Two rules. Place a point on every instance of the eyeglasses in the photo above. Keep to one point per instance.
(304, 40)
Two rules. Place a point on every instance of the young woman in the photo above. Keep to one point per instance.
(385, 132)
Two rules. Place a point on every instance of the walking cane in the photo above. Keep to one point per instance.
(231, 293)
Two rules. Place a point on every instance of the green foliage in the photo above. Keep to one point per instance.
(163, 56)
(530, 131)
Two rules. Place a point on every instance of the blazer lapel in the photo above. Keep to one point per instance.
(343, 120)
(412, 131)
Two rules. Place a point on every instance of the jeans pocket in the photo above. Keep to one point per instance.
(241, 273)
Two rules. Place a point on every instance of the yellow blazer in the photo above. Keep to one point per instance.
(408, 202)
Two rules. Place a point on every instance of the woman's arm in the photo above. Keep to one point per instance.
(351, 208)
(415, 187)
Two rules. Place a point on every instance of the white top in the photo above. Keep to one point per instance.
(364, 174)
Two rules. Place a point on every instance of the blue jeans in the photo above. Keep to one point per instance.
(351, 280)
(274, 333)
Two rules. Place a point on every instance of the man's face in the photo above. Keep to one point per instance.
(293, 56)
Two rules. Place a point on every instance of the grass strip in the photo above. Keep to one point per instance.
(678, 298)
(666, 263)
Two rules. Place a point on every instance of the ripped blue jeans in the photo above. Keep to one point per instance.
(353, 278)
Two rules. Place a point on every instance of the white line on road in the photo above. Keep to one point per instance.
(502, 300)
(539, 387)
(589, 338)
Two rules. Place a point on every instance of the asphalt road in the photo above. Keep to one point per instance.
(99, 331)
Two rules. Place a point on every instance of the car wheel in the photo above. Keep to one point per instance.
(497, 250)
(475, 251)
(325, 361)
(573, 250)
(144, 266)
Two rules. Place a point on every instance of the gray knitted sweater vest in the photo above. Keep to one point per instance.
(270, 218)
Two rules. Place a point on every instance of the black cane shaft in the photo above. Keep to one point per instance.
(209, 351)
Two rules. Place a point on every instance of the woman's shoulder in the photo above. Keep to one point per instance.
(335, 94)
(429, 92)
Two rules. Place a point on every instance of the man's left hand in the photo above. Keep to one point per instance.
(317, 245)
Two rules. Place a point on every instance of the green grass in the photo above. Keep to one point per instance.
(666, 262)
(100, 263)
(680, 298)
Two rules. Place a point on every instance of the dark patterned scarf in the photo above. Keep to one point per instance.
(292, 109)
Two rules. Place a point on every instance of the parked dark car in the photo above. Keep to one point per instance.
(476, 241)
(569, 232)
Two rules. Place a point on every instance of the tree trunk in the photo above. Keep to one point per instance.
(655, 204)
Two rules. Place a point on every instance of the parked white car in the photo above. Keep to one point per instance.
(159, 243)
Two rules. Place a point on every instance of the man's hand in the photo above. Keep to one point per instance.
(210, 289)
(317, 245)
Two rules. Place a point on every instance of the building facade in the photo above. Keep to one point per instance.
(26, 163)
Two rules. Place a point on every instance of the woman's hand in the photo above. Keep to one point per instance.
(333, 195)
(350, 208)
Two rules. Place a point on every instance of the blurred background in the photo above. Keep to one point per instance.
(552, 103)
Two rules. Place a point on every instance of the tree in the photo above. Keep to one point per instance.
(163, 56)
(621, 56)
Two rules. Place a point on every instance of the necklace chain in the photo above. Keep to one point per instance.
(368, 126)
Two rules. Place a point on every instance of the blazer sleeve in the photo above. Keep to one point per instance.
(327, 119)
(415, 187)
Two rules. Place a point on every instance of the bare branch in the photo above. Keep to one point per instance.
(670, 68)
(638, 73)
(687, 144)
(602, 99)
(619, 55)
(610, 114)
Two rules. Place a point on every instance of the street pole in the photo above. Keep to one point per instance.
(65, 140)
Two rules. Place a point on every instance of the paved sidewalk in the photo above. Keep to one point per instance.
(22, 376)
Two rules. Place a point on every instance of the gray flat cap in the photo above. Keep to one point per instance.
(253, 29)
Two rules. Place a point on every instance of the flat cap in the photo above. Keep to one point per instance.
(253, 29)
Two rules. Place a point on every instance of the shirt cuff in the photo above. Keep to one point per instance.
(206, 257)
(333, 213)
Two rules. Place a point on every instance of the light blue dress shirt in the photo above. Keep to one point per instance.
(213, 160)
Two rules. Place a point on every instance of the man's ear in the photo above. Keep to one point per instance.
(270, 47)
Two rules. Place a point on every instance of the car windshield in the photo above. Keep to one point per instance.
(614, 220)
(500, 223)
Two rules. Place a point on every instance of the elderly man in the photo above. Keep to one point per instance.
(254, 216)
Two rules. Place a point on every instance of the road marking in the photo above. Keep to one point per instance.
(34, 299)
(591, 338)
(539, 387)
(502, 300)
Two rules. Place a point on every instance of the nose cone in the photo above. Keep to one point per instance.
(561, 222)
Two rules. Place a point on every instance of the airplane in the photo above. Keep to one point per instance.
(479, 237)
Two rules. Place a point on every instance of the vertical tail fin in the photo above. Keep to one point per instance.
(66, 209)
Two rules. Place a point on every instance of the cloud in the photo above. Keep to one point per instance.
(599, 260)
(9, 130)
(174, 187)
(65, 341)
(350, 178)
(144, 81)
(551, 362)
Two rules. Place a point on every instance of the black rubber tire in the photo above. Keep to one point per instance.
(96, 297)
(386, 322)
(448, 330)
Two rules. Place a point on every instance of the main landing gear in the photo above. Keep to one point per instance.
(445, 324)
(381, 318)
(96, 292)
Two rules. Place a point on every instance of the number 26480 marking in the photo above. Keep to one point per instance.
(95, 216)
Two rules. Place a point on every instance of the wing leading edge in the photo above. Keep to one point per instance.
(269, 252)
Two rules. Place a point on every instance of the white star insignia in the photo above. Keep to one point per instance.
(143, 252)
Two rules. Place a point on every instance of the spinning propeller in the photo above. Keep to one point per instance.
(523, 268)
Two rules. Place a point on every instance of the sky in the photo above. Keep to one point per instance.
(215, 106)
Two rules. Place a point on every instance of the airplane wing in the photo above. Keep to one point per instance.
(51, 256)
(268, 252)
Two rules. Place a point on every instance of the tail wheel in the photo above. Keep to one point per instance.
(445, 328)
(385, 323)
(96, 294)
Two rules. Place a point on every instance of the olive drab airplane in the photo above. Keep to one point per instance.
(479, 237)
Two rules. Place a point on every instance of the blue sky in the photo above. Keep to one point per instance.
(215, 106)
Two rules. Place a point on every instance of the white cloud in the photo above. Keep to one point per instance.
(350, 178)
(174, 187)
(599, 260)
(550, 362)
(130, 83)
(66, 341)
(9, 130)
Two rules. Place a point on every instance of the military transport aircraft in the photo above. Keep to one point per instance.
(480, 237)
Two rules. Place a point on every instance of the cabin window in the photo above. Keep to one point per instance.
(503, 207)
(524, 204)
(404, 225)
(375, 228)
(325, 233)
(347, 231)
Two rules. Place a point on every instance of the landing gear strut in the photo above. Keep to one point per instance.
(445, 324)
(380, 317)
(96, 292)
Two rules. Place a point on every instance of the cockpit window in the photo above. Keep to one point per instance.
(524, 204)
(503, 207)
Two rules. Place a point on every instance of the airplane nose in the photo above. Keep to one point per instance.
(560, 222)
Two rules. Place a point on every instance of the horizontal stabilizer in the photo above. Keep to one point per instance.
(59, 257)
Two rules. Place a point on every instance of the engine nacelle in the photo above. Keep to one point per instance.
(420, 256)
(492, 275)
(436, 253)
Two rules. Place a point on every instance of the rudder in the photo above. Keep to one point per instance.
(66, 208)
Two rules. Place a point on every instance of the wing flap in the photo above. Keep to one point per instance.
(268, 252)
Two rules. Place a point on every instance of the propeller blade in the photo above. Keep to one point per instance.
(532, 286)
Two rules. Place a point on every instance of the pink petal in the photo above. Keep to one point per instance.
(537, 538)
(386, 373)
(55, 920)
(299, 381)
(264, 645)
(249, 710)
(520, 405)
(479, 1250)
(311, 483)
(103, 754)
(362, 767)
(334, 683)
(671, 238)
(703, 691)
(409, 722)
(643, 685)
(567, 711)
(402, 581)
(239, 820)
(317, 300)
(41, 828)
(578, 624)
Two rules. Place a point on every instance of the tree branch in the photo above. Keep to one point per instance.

+===+

> _Task description_
Locate "Two rules. Place a point on every instance of the engine" in the data above. Then repeat, exactly, its line and each line after it through the last, adding nothing.

> _Response_
Two rules. Place a point on every instance of the engine nacelle in the photo above. Keep to one point per instance.
(420, 256)
(492, 275)
(436, 253)
Two rules. Place a point on every instance of the rudder in the photo above. Keep to one point per instance.
(66, 208)
Two rules. Place a point on every instance of the wing flap in the photo above. Keep to one point per instance.
(268, 252)
Two rules. Place a point on every instance of the propeller blade in the photo above. Keep to one point per instance.
(532, 286)
Two rules. Place a point on every instance of the pink petal in the photo above. Keep to one point per instance.
(537, 538)
(386, 373)
(55, 920)
(299, 381)
(264, 645)
(249, 710)
(520, 405)
(479, 1250)
(311, 483)
(103, 754)
(362, 767)
(334, 683)
(671, 238)
(703, 691)
(409, 722)
(643, 685)
(567, 711)
(402, 581)
(239, 820)
(317, 300)
(41, 828)
(578, 624)
Two rules. Place a point on every instance of the tree branch in the photo above. Keep to one point per instance.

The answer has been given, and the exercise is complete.